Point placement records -
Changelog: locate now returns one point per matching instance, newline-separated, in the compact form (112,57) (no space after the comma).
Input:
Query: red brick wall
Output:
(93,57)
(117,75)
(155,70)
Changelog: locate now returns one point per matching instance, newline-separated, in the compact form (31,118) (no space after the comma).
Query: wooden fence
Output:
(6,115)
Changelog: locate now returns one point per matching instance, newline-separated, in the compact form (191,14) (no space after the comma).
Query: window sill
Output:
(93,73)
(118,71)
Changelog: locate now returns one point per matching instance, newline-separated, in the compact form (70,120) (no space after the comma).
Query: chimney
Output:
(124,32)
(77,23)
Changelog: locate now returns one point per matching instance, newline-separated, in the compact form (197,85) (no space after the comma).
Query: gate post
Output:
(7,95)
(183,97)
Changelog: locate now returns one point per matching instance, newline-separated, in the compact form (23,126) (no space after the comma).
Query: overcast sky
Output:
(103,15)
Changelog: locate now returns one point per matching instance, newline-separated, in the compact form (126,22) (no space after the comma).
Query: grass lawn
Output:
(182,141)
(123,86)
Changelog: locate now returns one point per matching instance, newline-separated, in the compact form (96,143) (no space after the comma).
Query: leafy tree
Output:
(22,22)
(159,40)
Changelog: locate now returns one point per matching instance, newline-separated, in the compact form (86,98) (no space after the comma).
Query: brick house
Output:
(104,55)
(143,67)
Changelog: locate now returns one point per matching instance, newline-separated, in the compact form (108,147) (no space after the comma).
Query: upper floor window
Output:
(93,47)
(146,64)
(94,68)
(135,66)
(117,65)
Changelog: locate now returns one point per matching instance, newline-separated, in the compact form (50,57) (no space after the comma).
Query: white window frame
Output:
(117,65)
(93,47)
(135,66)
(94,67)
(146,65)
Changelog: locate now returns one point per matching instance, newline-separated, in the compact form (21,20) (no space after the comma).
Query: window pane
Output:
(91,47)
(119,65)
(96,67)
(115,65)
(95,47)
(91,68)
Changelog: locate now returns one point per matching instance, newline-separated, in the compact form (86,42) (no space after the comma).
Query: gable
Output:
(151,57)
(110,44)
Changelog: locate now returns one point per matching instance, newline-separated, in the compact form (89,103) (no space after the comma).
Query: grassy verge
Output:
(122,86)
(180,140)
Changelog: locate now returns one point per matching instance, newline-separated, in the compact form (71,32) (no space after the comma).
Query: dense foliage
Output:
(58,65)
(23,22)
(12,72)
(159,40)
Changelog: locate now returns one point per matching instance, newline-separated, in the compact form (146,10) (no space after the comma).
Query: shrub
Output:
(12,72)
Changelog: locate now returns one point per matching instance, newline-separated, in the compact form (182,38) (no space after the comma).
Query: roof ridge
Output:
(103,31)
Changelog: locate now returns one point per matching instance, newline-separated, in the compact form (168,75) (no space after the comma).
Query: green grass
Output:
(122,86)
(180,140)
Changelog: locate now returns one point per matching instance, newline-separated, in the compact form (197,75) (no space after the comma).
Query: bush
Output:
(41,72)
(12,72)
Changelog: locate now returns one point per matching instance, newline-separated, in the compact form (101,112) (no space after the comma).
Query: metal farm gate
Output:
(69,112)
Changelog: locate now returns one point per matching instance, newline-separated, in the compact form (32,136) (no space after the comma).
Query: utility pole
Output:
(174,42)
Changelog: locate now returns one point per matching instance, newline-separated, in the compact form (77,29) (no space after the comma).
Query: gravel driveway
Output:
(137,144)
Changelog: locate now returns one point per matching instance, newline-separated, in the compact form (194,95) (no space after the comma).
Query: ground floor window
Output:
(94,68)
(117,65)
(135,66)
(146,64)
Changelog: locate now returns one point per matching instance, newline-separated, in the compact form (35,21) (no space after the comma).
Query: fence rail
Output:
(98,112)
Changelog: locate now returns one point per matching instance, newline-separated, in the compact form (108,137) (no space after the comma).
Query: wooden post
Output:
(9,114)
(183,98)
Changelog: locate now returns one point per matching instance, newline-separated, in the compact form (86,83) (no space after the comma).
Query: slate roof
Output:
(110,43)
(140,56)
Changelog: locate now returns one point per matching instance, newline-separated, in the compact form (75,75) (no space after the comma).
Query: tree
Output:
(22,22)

To be done -
From the line containing "(77,29) (no space after the comma)." through the closing line of the material above, return every line exactly and omit all others.

Answer to the problem -
Changelog: locate now returns one point per matching instance, newline-separated, in the compact form (77,29) (no space after the comma).
Query: gravel driveway
Output:
(137,144)
Changelog: locate now returns one point per matching instance, newline-separated, in the compact form (194,95) (no space after the comma).
Query: ground floor window
Output:
(94,68)
(117,65)
(135,66)
(146,64)
Changelog: locate now returns one point per matching instance, newline-separated, in the compact form (35,21) (no space after the comma).
Query: fence rail
Output:
(98,112)
Changelog: locate now returns one point per matching instance, newline-separated, in the compact form (108,137) (no space after the comma).
Query: wooden post
Output:
(9,114)
(183,98)
Changelog: locate now returns one point per matching instance, newline-separated, in the compact form (86,83) (no space after the comma).
Query: slate roof
Output:
(110,43)
(140,56)
Changelog: locate now returns one point per matching instance, newline-separated, in the compact form (75,75) (no space after the comma).
Query: tree
Output:
(22,22)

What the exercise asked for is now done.